**RECORDS FOR THIS EXERCISE**:
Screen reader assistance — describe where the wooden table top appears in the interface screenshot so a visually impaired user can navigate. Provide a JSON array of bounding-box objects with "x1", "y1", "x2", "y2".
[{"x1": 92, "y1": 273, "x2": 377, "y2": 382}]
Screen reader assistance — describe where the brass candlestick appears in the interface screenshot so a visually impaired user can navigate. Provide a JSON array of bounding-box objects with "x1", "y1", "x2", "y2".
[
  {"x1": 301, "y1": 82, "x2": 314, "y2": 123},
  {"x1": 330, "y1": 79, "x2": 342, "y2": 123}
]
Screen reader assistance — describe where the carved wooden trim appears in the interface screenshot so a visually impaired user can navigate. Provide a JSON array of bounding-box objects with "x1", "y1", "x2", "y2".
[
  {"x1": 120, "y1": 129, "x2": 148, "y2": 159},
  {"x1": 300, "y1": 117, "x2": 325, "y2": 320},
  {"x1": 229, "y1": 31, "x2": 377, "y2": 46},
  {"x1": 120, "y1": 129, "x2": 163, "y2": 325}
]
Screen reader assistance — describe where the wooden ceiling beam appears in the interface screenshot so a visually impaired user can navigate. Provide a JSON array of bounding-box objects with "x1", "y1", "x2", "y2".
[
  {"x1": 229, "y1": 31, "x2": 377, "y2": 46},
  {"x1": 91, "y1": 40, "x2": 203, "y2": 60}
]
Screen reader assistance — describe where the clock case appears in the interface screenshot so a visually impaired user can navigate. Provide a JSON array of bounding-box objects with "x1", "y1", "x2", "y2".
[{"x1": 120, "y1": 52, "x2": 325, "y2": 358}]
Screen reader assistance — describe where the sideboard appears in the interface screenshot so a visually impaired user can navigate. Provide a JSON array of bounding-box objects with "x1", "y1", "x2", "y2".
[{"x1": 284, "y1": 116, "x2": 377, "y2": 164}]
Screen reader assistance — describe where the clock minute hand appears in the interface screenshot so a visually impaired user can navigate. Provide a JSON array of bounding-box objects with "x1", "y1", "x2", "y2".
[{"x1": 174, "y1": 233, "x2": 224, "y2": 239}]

**WHAT THIS TASK INVOLVES**:
Reproduce the listing shown above in its entirety, exactly.

**RESULT OF THE TASK**:
Screen reader assistance — describe where the wooden table top appears in the interface screenshot so a visually impaired user can navigate. Provide a JSON array of bounding-box objects with "x1", "y1", "x2", "y2".
[{"x1": 92, "y1": 273, "x2": 377, "y2": 382}]
Screen reader assistance — describe where the brass candlestick appears in the interface screenshot so a visually impaired user can navigate. Provide a JSON array of bounding-box objects with "x1", "y1", "x2", "y2".
[
  {"x1": 301, "y1": 82, "x2": 314, "y2": 123},
  {"x1": 330, "y1": 79, "x2": 342, "y2": 123}
]
Screen reader assistance — describe where the carved wooden trim appears in the interface screenshot so a visually impaired user can navigate. Provide a JSON array of bounding-box objects with "x1", "y1", "x2", "y2".
[
  {"x1": 120, "y1": 129, "x2": 148, "y2": 159},
  {"x1": 300, "y1": 117, "x2": 325, "y2": 320},
  {"x1": 229, "y1": 31, "x2": 377, "y2": 46},
  {"x1": 120, "y1": 129, "x2": 163, "y2": 325}
]
Screen reader assistance — describe where the wooden ceiling beam appears in the interface screenshot so a visually impaired user can navigate. Provide a JSON array of bounding-box objects with "x1", "y1", "x2", "y2".
[
  {"x1": 229, "y1": 31, "x2": 377, "y2": 46},
  {"x1": 91, "y1": 40, "x2": 203, "y2": 60}
]
Screen reader assistance — describe where the clock case appears in the interface screenshot so a visually impaired user can navigate. Provide a JSON array of bounding-box objects with "x1", "y1", "x2", "y2".
[{"x1": 120, "y1": 52, "x2": 325, "y2": 358}]
Screen reader assistance — describe where the sideboard appears in the interface screenshot so a visually impaired user can navigate. Provide a JSON array of bounding-box objects with "x1", "y1", "x2", "y2".
[{"x1": 284, "y1": 116, "x2": 377, "y2": 164}]
Screen reader assistance — describe where the clock minute hand appears in the interface screenshot so a visually impaired user can navigate. Provide a JSON array of bounding-box objects with "x1", "y1", "x2", "y2".
[{"x1": 174, "y1": 233, "x2": 224, "y2": 239}]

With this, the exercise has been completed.